Passage shown section start
It is a superficial procedure, only affecting the top layers of the skin and as such it won’t eradicate any wrinkles, scars or stretch marks.

 

How good is it?

There has been little research into microdermabrasion, but a 2010 review of studies on the technique found there was evidence it could improve skin irregularities and help make medicated creams more effective.

An American study published in 2001 found 10 volunteers aged in between 31 and 62 years old showed improvements to their skin following a series of six microdermabrasion sessions compared to a control group. Another study, in 2009, found microdermabrasion can help improve the effects of other treatments such as antioxidant creams. Research by Dr Freedman, of Plastic Surgery Associates of Northern Virginia, found combining the treatment had greater effects than using either alone.

 

microdermabrasion, treatment, Harley Street Emporium

What is the recovery time?
Passage shown section end
Data section start
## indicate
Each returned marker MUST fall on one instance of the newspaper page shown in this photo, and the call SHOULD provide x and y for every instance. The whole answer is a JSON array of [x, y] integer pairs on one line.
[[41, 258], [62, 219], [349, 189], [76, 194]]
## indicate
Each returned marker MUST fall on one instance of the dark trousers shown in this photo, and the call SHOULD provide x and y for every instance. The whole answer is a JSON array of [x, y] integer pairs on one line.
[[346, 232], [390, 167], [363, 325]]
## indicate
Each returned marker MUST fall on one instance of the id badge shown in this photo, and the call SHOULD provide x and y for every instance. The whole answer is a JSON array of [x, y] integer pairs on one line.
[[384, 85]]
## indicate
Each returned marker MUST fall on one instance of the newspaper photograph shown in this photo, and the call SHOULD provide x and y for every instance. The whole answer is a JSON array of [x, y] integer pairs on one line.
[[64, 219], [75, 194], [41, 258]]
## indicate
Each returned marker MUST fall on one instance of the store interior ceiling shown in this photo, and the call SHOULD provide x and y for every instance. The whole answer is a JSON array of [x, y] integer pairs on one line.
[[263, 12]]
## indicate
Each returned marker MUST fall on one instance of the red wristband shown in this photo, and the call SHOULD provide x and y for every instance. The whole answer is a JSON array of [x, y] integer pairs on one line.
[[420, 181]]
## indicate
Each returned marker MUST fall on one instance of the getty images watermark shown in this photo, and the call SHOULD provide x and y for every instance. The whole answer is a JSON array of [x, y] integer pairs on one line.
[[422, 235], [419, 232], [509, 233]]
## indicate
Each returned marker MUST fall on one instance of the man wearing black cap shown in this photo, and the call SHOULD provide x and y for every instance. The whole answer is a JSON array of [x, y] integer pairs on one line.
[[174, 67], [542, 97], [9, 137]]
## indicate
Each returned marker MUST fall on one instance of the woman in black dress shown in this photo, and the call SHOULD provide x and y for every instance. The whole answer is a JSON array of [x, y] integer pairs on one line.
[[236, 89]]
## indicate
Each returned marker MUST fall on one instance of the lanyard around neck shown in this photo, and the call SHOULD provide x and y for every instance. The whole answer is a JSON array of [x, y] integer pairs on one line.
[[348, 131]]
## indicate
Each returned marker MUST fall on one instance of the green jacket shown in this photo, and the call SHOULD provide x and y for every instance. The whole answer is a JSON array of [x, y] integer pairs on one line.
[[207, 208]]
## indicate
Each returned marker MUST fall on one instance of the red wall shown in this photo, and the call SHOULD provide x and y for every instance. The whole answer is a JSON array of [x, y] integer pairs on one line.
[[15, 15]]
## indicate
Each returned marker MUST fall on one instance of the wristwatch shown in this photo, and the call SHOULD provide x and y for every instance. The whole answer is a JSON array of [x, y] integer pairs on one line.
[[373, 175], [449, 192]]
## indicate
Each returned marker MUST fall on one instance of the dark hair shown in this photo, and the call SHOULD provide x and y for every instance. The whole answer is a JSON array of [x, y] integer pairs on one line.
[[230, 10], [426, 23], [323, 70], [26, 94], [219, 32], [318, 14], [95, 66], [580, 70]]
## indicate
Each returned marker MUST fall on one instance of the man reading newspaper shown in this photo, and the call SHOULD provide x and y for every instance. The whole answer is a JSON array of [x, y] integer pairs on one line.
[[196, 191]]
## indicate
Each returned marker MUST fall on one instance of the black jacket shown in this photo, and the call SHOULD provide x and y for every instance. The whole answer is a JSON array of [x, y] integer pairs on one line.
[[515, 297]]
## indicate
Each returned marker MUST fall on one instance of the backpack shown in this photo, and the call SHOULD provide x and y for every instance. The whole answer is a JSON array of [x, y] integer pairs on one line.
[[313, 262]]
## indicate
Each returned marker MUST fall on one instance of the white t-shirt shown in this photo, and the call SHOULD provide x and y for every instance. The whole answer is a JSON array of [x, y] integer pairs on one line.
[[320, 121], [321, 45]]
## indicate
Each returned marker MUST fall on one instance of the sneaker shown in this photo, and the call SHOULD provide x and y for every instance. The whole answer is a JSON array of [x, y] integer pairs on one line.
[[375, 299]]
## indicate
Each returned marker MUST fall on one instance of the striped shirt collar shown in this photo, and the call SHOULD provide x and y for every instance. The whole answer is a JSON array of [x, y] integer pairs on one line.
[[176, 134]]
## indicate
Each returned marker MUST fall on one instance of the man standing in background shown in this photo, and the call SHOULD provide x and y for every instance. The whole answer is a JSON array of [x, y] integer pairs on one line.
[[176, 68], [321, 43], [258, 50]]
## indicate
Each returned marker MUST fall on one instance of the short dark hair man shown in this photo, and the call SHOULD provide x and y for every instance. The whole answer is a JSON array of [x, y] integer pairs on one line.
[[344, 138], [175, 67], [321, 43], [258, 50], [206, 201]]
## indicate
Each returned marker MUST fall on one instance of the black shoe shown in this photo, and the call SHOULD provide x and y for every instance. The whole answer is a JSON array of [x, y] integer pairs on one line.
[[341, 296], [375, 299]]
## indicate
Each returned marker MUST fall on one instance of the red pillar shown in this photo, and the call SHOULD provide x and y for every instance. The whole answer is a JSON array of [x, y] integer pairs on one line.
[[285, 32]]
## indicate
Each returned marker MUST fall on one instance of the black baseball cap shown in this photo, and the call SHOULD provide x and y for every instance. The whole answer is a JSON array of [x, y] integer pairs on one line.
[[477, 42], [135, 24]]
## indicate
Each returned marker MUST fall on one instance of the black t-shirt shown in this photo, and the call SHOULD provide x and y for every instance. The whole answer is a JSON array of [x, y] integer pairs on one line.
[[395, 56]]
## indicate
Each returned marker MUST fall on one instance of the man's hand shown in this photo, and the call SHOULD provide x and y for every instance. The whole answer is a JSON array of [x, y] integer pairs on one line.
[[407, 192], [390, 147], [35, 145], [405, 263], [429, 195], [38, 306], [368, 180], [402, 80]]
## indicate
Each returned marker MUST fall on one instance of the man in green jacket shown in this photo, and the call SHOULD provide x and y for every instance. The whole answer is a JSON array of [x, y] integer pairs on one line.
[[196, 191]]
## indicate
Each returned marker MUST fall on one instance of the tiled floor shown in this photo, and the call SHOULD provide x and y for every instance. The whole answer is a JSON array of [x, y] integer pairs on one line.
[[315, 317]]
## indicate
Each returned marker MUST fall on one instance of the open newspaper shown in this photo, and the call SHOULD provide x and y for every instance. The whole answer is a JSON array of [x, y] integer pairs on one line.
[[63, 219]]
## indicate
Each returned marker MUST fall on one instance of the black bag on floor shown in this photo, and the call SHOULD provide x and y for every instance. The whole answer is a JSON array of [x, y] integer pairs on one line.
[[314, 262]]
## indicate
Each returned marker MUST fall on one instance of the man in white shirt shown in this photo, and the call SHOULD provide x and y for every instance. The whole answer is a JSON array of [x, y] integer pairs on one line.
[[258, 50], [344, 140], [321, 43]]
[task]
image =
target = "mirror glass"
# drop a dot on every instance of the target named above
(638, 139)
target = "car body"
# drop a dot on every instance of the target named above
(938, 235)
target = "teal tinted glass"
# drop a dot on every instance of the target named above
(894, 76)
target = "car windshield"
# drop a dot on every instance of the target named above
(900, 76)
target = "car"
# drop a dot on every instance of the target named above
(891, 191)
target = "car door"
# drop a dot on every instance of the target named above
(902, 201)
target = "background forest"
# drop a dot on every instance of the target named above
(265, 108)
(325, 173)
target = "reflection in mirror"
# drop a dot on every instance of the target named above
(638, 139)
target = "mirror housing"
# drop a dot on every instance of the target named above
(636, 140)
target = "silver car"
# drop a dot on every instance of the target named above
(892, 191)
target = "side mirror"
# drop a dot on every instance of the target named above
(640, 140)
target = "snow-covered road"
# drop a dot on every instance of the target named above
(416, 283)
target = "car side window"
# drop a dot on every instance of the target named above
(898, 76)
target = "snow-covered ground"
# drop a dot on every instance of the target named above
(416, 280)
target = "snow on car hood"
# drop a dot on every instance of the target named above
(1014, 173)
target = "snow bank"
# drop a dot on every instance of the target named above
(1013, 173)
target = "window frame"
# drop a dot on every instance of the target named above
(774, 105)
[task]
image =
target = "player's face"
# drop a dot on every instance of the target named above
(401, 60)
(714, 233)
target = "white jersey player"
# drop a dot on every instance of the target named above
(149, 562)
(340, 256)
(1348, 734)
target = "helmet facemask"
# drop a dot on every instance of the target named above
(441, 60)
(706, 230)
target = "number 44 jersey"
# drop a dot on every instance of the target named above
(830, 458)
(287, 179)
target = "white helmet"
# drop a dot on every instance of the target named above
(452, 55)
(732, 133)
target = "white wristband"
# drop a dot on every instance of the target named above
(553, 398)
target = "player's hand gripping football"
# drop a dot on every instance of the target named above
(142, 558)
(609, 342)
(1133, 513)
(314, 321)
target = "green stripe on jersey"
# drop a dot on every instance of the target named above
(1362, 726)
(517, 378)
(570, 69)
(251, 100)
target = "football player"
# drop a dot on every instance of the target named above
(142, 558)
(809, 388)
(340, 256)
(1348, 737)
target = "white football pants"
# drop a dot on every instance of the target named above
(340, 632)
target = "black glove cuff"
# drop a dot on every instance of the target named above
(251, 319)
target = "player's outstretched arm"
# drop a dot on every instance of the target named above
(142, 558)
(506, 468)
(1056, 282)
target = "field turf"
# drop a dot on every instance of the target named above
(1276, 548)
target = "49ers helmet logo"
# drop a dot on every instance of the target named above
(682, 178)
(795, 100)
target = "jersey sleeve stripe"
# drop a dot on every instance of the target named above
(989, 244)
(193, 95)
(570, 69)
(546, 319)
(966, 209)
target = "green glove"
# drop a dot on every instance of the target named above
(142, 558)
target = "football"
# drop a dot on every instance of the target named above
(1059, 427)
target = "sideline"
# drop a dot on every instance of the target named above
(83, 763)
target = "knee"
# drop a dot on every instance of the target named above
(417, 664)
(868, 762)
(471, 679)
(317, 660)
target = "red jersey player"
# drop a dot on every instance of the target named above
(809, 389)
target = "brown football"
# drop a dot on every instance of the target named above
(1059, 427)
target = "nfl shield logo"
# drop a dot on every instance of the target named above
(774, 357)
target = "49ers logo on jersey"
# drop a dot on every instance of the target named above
Data section end
Exercise 1 = Shorten the paragraph of the microdermabrasion passage beginning "There has been little research" to a single sentence that keeps its main facts.
Exercise 2 = Carry on the microdermabrasion passage from its final line.
The records have no connection to the passage on microdermabrasion.

Final answer 1 = Microdermabrasion has been little studied, but a 2010 review of studies found evidence that it could improve skin irregularities and help medicated creams work better.

Final answer 2 =
Skin will be red or pink afterwards but should recover with 24 hours. It may also feel dry and tight and need moisturising.

It is best to avoid make-up for 24 hours after the procedure. You will also need to wear sun cream for a few days afterwards and to protect your skin from too much exposure to the sun.

 

What are the risks and side effects?

Serious side effects from microdermabrasion are very rare but you may experience:

  • pinprick bleeding
  • minor bruising, particularly if the machine is used over the same area several times. It is worth researching to find an experienced operator to help avoid this.
  • skin tightness,
  • redness,
  • skin sensitivity,
  • post-inflammatory hyperpigmentation (PIH),
  • small skin abrasions,
  • eye-skin bruising (especially if you are taking aspirin or other prescription blood thinners),
  • fine broken blood vessels (telangiectasia),
  • cold sore reactivation around lips.

As microdermabrasion only causes superficial skin removal, it is unlikely to cause scarring and pigment changes are very rare if the procedure is performed correctly.

If you have very thin skin, scleroderma, lupus, severe sun damage, take long-term steroid treatments such as prednisone, or have other conditions where your skin is abnormally fragile, your risk of forming fine broken blood vessels on the surface of the skin (telangiectasia) is increased.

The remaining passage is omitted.